Copy out every line in the records below that contains the string "patch", matching case exactly.

# # # #

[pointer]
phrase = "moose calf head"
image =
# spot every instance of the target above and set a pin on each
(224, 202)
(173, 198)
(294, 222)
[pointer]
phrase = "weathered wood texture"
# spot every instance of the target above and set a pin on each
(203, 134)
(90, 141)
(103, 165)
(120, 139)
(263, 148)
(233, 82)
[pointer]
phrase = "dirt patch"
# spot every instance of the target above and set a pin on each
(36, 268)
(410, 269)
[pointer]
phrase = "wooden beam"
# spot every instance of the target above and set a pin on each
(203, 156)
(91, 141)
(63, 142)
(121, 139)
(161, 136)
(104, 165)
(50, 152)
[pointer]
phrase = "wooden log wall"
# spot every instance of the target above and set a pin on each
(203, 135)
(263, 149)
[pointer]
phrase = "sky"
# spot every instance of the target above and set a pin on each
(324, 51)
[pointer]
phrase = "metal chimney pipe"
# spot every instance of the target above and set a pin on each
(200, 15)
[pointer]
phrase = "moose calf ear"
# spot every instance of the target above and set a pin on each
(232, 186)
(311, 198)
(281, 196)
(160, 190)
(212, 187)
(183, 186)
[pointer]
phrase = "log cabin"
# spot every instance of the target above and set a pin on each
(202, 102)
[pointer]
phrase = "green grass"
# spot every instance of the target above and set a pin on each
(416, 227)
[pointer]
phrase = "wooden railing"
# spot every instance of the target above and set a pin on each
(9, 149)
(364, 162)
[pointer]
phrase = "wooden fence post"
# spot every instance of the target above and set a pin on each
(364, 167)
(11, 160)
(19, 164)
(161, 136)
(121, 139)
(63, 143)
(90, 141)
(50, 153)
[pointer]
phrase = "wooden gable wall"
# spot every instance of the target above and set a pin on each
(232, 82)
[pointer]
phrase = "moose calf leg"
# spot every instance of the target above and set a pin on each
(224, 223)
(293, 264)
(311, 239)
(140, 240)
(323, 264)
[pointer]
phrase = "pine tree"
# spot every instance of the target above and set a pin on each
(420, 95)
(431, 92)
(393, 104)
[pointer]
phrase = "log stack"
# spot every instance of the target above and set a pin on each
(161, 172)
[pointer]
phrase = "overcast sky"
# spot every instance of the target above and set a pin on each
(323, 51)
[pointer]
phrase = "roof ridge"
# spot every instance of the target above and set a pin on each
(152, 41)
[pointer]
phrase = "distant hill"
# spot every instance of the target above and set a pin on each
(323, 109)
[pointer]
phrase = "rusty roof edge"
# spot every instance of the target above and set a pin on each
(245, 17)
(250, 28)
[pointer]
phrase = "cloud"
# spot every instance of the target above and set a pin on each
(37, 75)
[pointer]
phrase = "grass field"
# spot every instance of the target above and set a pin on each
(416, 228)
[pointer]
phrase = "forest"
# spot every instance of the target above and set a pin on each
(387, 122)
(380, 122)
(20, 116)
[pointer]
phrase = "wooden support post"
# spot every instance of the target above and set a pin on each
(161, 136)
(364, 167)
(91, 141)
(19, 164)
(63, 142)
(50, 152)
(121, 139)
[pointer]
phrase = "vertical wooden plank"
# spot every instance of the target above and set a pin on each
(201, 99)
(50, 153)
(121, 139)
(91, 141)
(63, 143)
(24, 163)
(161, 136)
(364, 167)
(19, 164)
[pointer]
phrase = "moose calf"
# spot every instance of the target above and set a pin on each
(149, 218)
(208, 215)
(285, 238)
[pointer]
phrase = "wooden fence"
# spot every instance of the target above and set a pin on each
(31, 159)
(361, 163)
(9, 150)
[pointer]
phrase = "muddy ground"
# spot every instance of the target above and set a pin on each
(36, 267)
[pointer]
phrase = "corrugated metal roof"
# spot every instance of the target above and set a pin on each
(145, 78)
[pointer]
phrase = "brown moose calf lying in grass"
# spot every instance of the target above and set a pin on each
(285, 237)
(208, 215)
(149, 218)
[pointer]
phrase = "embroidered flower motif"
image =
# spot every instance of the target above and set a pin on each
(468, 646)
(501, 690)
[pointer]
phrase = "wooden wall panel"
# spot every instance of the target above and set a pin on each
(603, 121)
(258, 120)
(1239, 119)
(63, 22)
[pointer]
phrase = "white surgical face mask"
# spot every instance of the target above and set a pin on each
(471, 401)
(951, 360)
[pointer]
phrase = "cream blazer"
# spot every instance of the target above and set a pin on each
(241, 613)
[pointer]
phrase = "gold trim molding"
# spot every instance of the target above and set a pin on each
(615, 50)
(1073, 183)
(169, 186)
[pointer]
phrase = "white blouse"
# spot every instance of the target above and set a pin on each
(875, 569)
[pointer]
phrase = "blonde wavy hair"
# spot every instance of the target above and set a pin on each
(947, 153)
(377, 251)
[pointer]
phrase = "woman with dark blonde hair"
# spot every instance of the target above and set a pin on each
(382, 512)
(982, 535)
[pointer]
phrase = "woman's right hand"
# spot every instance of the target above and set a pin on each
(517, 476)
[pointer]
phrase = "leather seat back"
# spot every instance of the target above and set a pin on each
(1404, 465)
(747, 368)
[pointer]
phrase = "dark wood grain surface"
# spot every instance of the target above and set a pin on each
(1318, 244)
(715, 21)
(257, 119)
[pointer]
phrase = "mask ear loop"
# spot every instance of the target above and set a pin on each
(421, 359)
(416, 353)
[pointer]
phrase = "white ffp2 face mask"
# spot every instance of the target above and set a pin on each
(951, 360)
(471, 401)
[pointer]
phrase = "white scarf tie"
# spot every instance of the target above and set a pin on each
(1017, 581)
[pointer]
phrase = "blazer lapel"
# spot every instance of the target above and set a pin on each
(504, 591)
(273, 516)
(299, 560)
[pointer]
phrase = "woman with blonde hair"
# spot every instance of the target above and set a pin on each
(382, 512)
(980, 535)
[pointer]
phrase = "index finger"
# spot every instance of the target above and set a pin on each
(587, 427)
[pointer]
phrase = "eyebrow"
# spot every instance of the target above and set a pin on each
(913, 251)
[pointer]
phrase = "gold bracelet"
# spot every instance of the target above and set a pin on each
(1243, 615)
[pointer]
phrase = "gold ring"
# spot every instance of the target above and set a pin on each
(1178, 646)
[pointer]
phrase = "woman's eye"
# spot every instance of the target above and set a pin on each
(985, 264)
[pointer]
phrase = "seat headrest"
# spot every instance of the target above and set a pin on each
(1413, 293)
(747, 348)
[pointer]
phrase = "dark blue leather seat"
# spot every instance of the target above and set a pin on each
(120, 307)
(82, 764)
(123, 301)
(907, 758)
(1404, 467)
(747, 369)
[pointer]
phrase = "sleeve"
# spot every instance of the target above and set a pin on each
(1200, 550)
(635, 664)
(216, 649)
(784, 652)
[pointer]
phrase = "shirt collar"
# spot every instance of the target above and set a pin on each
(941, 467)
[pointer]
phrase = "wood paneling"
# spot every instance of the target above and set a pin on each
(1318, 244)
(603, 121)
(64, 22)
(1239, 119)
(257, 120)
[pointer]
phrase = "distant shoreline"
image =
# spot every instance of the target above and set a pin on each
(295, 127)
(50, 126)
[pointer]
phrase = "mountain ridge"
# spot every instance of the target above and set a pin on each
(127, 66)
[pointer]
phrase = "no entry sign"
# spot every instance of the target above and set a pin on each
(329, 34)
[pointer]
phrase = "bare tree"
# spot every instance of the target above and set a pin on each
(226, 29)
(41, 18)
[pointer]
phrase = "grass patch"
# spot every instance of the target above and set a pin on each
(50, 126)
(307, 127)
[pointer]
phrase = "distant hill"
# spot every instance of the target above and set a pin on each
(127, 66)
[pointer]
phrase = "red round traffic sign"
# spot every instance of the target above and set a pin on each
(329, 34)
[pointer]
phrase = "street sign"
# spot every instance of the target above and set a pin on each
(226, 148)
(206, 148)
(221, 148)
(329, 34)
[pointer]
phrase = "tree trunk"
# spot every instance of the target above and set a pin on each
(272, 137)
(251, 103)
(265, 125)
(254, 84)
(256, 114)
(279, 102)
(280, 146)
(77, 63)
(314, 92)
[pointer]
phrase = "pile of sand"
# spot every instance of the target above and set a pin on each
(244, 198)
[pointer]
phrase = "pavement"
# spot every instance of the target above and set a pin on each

# # # #

■ **WRITTEN ANSWER**:
phrase = "dirt patch"
phrase = "grass patch"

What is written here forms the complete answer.